(Document text begins)

DURHAM, N.C. – Faculty and students at the Duke University Marine Laboratory in Beaufort, N.C., will play a key role in a round-the-world expedition beginning this week to document the increasing amount of plastic debris littering the world’s oceans and beaches.

“We’ll be analyzing images sent back by the expedition to calculate the density of plastic debris washing up on beaches, identify what type of plastics it is, and, hopefully, help trace it back to its sources,” says David W. Johnston, assistant professor of the practice of marine conservation ecology.

The first batch of images, collected by drones flying over remote beaches in and around the Azores archipelago in the North Atlantic, should be transmitted from the expedition’s ship back to Johnston and his students in Beaufort later this month.

The privately funded expedition, known as the Race for Water Odyssey, will leave Bordeaux, France, this week to begin its year-long voyage to explore the five largest vortices of trash in the world’s oceans.

(Document text ends)
(Given records begins)

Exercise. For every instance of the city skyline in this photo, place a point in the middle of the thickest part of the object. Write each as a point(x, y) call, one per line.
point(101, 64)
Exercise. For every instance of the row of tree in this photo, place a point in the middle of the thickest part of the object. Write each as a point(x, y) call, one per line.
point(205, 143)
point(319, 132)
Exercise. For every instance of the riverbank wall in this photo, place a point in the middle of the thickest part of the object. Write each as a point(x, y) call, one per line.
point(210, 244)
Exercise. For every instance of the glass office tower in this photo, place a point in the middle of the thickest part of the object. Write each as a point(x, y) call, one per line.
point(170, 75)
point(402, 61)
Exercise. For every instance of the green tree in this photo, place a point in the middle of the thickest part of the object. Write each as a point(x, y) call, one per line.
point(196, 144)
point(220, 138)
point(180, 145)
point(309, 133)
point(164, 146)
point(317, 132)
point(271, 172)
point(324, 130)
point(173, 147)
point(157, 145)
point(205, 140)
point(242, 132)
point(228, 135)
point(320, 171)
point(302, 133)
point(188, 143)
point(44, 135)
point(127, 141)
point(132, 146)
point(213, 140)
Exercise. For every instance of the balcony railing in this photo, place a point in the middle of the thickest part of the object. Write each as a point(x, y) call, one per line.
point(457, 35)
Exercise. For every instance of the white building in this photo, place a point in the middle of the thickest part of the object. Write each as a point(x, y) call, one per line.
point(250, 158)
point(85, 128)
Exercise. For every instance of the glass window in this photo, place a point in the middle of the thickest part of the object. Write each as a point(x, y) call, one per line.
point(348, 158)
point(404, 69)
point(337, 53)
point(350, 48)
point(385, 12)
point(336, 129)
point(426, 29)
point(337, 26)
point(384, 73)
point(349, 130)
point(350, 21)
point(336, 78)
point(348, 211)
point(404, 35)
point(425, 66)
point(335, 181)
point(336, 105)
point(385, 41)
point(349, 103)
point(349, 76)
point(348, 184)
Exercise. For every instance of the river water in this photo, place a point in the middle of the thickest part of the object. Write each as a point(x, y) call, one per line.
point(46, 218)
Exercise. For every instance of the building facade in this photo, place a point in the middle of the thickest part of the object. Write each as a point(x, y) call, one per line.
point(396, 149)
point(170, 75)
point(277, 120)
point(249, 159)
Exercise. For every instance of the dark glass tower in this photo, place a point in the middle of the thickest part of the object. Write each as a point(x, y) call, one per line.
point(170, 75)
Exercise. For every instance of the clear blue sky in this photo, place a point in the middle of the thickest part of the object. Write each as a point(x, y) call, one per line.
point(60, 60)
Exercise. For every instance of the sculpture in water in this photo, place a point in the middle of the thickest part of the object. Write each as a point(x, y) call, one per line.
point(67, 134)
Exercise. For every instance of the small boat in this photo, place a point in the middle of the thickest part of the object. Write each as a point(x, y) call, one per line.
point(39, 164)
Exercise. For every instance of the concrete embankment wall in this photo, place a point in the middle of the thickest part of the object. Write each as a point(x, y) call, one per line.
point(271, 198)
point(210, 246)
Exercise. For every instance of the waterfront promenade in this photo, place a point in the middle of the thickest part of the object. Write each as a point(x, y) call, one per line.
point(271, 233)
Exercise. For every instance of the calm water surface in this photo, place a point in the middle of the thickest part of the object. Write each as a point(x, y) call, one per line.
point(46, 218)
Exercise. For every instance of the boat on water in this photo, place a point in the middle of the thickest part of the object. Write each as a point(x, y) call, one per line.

(Given records ends)

What you need to do »
A. From the expedition passage, list the things Johnston says the team will do with the images sent back by the expedition.
B. Reproduce the expedition passage word for word between "The first batch" and "the world’s oceans.", inclusive.
The rows are not needed here.

Exercise results »
A.
- Calculate the density of plastic debris washing up on beaches
- Identify what type of plastics it is
- Help trace it back to its sources

B.
The first batch of images, collected by drones flying over remote beaches in and around the Azores archipelago in the North Atlantic, should be transmitted from the expedition’s ship back to Johnston and his students in Beaufort later this month.

The privately funded expedition, known as the Race for Water Odyssey, will leave Bordeaux, France, this week to begin its year-long voyage to explore the five largest vortices of trash in the world’s oceans.